==== Data in this exercise
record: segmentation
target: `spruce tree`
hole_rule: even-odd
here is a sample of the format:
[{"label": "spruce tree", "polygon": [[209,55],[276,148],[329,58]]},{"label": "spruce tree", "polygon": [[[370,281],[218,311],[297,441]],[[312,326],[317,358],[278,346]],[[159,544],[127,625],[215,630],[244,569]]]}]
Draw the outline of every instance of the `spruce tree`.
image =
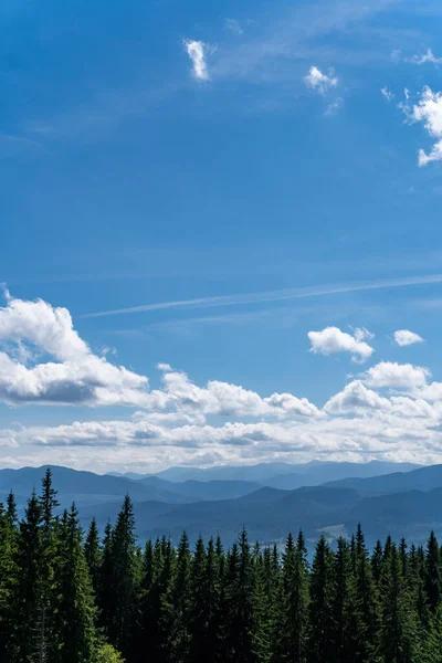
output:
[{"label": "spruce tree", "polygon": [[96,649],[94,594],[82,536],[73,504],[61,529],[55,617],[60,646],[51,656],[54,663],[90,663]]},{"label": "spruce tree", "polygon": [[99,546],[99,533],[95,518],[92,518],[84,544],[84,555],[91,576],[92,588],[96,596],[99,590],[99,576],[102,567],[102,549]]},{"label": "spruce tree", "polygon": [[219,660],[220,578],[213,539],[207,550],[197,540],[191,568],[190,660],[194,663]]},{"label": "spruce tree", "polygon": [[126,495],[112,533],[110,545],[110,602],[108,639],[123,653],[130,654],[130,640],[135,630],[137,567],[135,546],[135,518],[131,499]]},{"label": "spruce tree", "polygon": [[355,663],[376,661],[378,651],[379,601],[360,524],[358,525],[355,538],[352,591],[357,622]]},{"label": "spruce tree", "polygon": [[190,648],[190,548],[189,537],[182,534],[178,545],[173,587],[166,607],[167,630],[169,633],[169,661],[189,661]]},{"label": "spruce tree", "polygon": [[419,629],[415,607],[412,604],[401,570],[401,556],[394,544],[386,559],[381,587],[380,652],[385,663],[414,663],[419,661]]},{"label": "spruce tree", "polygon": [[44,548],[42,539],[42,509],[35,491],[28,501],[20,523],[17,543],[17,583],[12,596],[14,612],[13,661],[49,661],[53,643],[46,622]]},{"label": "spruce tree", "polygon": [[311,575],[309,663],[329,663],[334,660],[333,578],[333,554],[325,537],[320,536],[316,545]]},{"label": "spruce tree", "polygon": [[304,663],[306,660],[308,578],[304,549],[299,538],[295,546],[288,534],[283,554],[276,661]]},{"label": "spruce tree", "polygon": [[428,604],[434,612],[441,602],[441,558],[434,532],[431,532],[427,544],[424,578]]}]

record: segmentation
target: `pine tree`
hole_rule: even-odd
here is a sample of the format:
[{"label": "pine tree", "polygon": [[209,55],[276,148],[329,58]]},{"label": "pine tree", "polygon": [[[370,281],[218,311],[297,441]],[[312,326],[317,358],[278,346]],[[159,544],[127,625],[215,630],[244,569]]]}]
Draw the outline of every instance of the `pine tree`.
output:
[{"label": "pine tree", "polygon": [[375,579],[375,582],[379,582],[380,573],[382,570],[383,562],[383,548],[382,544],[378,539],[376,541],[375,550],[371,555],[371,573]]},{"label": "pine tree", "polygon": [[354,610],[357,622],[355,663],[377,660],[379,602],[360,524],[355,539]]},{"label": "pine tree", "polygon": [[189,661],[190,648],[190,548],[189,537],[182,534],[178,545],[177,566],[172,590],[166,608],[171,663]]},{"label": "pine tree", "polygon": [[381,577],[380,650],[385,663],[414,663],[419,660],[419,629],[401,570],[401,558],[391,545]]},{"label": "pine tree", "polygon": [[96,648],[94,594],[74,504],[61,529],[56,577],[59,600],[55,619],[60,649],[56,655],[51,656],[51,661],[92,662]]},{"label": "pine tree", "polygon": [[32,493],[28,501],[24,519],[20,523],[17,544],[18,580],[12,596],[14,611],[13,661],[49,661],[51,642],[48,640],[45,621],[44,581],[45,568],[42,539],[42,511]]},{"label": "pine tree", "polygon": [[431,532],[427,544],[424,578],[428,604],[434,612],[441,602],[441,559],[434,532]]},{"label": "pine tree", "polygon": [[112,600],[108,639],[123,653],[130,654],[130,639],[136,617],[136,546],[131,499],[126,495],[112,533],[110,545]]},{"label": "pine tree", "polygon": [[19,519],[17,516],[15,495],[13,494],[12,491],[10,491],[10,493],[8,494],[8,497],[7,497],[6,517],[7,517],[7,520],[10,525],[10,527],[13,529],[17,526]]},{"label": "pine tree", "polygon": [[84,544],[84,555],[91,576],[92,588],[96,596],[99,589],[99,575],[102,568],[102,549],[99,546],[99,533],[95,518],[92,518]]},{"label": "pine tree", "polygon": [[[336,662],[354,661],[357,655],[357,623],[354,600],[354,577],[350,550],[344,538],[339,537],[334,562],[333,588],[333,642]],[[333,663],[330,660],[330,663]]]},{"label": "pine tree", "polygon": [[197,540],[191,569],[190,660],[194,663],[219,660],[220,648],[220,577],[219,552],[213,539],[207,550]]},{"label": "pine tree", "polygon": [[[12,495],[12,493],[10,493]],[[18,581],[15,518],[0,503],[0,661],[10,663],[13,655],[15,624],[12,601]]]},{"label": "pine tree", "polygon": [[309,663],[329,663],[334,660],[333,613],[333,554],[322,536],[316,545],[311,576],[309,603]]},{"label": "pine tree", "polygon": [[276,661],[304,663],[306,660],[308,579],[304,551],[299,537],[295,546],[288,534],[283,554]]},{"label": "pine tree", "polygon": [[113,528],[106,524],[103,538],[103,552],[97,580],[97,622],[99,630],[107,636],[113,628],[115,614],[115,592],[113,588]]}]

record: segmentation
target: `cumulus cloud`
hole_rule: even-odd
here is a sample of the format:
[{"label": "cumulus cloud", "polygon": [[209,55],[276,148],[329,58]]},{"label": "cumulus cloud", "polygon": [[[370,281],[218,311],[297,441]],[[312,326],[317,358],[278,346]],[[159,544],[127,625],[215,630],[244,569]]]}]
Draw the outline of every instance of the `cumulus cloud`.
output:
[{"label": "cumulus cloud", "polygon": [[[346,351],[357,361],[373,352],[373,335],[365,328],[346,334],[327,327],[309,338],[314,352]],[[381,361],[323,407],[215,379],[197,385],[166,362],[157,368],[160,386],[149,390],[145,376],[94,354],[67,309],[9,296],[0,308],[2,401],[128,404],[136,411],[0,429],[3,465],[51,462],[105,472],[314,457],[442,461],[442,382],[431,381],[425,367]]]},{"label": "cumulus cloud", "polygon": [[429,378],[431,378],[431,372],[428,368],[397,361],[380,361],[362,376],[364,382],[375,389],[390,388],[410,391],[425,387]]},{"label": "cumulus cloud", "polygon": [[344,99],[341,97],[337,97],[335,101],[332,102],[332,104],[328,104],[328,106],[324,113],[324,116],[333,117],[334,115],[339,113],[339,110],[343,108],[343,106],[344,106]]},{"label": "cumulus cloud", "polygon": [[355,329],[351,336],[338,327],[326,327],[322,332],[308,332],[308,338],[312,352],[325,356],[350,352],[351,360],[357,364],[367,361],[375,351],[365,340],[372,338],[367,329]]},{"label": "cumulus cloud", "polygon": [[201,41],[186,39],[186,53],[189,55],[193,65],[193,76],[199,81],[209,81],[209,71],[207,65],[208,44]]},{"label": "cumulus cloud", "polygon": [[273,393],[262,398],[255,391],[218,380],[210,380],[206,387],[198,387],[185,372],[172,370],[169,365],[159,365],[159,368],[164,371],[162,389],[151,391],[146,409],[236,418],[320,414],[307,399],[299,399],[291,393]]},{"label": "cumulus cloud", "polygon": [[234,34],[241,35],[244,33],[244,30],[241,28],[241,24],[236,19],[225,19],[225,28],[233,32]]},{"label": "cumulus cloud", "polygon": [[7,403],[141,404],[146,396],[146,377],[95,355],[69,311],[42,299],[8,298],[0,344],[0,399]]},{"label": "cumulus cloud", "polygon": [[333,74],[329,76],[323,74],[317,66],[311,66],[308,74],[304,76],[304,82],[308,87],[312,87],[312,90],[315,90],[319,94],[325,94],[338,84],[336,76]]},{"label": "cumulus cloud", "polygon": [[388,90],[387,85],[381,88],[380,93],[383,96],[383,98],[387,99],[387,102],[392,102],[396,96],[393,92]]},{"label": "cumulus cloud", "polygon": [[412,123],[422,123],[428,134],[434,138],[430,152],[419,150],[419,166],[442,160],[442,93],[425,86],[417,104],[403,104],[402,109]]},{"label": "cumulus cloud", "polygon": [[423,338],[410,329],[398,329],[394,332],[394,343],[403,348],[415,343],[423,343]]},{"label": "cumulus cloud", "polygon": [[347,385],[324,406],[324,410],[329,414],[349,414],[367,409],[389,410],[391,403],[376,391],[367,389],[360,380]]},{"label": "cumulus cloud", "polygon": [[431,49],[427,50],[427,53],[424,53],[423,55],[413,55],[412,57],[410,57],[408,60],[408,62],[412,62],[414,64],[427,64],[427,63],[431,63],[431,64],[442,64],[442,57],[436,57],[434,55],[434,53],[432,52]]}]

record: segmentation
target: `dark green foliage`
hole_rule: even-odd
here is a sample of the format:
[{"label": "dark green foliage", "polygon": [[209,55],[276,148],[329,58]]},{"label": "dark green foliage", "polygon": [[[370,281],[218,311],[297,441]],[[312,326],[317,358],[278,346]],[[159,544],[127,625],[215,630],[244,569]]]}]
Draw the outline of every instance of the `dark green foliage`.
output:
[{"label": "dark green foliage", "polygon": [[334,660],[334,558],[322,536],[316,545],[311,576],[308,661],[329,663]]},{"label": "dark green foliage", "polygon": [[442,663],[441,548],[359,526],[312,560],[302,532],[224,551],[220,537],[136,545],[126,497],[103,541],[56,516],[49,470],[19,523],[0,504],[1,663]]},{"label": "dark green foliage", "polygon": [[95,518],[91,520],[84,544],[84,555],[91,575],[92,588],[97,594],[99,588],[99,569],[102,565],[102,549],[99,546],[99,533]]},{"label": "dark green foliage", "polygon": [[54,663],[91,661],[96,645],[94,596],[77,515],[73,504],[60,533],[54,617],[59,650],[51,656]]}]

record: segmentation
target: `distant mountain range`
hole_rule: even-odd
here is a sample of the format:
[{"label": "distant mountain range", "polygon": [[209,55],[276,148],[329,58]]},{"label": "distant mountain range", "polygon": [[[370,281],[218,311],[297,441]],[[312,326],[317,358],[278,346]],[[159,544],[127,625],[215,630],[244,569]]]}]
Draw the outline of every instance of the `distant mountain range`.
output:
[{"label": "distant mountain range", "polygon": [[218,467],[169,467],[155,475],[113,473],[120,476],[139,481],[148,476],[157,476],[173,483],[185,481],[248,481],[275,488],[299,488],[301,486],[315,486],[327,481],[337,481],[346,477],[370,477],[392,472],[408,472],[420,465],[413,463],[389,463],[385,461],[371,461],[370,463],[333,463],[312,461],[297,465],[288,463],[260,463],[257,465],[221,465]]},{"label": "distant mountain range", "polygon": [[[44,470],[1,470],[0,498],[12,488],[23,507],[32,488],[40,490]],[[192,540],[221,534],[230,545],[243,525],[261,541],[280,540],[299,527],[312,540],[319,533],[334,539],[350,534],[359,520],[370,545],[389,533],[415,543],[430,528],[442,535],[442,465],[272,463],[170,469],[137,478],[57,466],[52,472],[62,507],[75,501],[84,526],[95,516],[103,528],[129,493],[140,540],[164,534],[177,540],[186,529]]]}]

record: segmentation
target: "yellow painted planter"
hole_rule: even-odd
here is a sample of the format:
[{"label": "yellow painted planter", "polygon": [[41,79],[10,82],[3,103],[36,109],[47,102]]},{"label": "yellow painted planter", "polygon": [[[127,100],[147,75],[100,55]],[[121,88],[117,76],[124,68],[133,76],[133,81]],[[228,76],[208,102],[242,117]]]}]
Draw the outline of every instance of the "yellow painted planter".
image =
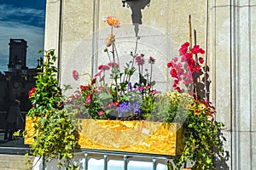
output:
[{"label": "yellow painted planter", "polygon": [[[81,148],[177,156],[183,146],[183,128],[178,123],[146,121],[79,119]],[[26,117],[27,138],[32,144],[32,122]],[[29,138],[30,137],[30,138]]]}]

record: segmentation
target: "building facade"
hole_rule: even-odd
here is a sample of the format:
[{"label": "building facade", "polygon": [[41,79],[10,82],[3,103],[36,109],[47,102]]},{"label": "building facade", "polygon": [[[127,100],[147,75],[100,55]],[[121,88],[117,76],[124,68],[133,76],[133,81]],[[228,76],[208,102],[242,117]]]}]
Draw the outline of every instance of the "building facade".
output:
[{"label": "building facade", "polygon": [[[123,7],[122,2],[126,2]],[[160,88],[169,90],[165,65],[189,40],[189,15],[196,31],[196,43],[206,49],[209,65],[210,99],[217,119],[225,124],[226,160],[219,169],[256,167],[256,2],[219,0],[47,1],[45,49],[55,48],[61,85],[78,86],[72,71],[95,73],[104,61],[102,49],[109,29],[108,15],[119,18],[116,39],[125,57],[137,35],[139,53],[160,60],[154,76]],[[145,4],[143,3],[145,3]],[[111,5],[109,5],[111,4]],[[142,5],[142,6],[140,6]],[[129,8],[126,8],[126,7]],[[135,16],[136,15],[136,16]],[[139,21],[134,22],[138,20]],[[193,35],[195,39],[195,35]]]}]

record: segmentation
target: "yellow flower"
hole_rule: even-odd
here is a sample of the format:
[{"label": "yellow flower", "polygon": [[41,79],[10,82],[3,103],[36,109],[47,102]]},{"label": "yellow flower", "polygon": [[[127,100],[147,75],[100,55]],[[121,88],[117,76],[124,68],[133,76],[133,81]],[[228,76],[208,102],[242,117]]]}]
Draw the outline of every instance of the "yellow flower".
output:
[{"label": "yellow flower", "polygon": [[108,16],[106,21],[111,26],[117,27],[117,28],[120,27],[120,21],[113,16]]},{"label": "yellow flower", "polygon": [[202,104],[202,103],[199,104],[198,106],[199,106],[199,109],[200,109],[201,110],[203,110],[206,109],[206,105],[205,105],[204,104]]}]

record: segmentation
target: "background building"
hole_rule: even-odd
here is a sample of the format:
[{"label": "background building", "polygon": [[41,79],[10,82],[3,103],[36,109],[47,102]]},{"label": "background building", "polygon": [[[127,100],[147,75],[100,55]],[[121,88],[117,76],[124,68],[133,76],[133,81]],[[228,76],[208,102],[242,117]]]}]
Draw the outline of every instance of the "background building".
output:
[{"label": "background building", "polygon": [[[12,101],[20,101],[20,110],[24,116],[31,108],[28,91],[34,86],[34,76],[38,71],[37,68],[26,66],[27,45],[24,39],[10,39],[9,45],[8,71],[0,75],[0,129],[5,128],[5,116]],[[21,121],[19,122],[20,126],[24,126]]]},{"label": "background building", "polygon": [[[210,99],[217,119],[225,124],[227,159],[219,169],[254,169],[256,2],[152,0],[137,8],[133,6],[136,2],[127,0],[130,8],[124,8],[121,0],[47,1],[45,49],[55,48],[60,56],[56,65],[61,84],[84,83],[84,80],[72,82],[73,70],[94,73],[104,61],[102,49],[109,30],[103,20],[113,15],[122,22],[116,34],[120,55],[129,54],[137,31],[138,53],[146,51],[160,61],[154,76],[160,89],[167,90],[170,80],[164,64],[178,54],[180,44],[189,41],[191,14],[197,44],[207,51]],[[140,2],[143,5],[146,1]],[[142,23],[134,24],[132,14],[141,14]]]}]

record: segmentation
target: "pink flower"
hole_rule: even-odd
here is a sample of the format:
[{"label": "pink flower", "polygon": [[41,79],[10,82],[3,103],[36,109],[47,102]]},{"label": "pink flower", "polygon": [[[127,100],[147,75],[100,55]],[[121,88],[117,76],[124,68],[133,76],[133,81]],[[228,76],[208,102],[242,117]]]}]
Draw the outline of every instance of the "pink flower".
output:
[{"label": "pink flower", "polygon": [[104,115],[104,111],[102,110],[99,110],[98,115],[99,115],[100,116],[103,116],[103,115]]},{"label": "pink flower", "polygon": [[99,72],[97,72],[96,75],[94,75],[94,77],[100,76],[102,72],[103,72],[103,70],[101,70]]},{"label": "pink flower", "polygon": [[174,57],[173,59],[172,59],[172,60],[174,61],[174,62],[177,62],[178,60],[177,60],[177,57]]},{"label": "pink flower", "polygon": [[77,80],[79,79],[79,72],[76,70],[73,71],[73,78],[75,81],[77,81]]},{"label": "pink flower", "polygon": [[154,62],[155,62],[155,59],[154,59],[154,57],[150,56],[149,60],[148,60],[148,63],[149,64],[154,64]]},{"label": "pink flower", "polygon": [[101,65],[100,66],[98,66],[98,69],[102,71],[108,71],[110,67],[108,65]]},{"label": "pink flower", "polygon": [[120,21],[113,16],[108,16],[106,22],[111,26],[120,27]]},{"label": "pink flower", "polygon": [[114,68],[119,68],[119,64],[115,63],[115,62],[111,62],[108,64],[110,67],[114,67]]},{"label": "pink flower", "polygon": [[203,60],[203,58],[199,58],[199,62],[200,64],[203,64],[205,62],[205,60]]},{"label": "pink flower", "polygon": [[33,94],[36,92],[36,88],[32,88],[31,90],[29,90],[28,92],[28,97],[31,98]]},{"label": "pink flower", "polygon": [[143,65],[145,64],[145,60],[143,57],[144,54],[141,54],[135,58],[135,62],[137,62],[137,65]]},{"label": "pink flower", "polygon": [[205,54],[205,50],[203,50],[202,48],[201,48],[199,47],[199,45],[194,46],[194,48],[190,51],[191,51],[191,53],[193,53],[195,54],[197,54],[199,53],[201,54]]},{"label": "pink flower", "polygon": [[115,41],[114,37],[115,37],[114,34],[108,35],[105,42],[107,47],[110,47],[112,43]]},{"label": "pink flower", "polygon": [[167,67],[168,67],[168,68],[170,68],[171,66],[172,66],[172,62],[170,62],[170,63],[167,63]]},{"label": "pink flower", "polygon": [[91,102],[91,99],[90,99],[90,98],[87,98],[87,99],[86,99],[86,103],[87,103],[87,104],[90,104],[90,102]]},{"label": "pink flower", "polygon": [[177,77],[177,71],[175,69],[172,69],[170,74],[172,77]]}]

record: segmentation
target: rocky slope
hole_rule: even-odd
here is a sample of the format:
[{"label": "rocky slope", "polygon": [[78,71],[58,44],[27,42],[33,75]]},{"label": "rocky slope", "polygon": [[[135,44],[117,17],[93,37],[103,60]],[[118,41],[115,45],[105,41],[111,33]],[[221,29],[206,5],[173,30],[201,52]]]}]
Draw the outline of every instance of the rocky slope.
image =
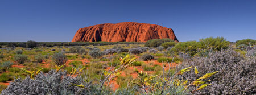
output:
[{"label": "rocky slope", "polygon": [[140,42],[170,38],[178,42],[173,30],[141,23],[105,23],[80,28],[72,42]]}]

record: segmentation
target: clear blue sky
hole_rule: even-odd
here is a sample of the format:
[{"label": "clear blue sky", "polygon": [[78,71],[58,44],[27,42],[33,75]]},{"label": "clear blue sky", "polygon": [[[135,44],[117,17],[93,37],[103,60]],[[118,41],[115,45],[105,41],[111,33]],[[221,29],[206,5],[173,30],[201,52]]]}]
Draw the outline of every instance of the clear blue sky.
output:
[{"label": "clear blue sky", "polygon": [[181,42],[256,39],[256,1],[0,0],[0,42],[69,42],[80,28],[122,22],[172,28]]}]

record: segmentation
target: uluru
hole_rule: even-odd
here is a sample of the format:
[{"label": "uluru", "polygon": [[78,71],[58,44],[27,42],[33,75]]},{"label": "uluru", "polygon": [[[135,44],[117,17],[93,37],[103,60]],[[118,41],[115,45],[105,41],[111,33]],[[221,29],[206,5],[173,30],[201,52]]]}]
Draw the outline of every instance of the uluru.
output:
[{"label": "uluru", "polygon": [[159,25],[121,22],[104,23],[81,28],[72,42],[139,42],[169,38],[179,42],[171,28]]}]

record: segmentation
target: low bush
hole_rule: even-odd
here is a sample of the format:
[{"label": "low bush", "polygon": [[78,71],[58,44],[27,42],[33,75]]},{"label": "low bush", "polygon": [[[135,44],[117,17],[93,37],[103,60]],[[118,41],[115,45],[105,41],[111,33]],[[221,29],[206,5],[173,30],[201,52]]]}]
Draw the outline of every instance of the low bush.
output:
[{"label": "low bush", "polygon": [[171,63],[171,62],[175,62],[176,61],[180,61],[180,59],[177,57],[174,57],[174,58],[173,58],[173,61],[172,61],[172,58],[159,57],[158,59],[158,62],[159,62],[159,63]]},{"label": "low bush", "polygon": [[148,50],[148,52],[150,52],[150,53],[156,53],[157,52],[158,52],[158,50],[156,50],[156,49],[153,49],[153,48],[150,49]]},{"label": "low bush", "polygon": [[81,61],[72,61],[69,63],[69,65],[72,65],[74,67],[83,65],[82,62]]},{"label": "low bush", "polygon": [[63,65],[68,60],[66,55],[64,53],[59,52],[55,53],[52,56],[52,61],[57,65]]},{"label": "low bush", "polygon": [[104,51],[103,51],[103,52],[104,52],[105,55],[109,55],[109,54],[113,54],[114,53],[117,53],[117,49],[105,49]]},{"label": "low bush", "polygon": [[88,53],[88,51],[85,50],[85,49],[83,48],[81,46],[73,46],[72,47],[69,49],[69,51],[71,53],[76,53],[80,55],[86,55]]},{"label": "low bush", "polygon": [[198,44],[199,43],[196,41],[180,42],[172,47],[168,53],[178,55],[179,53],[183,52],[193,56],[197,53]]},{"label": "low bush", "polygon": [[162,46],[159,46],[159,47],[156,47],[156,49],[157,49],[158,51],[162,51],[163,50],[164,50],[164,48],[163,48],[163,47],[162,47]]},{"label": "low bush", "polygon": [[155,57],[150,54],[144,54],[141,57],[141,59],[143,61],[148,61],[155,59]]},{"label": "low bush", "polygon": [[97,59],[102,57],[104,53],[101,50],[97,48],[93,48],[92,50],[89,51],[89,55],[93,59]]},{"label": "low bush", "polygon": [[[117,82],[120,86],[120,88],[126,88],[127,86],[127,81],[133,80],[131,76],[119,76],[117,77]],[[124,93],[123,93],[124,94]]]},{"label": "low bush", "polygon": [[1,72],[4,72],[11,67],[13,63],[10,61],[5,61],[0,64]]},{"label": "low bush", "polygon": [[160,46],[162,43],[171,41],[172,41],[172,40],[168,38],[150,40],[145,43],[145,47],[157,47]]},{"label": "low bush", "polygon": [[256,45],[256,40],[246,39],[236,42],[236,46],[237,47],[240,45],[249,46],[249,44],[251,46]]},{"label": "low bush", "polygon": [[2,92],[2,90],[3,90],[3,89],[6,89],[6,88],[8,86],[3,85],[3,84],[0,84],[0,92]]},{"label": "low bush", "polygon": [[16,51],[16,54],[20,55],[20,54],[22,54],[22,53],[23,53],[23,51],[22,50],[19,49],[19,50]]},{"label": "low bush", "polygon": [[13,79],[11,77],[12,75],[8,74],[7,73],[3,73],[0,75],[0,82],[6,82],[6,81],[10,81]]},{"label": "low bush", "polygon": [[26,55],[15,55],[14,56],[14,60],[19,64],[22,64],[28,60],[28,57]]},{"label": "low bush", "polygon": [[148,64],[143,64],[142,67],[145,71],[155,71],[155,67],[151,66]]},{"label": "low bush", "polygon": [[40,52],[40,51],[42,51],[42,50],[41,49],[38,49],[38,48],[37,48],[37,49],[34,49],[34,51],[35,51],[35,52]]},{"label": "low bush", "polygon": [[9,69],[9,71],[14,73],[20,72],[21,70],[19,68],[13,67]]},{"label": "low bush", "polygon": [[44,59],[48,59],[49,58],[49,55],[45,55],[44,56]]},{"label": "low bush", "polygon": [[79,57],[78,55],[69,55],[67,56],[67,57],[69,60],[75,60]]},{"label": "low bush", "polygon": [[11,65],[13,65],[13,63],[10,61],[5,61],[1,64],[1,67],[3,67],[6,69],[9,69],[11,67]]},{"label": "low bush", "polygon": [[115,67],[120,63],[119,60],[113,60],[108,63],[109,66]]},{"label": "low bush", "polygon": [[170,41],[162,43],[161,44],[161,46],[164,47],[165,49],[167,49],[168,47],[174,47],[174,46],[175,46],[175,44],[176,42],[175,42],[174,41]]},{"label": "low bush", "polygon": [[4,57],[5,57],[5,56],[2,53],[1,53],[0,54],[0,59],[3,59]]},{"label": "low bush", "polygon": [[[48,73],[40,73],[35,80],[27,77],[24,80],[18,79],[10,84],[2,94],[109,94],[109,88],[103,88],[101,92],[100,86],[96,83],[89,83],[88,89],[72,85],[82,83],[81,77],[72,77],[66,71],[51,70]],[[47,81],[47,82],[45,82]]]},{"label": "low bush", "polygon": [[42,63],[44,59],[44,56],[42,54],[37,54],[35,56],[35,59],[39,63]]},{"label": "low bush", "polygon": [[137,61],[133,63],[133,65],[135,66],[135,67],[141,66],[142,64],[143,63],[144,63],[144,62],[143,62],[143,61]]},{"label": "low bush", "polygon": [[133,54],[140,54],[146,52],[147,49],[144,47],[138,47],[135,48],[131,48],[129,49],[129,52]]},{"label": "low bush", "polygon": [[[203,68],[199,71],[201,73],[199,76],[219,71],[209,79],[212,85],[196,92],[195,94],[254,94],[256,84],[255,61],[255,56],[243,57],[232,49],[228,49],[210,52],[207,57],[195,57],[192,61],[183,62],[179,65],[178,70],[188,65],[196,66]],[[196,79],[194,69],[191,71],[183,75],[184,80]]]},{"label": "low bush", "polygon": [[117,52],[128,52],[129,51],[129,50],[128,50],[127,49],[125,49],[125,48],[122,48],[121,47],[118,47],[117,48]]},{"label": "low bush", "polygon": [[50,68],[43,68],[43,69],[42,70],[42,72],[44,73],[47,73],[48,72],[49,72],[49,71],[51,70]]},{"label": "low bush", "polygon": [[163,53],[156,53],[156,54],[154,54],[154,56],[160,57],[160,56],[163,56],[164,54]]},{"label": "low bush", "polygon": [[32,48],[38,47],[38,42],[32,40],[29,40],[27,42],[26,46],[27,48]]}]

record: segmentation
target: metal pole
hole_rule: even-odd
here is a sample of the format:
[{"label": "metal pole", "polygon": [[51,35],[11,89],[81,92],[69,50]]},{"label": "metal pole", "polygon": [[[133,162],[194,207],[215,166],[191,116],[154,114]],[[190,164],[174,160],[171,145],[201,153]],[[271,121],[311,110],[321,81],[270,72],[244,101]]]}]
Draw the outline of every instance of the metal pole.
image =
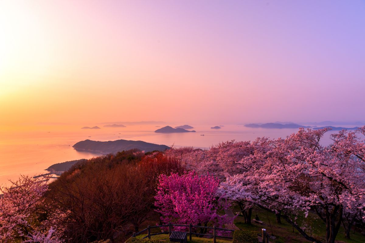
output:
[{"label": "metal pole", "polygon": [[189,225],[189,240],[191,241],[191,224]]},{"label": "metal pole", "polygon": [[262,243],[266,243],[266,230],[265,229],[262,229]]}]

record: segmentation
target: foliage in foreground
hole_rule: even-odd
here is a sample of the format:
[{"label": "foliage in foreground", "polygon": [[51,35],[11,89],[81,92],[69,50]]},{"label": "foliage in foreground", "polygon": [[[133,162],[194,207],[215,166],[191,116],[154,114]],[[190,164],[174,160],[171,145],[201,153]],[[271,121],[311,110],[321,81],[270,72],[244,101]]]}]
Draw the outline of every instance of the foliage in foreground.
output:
========
Exercise directions:
How many lines in the records above contain the string "rocky"? Case counts, so reply with the number alone.

Answer for the task:
4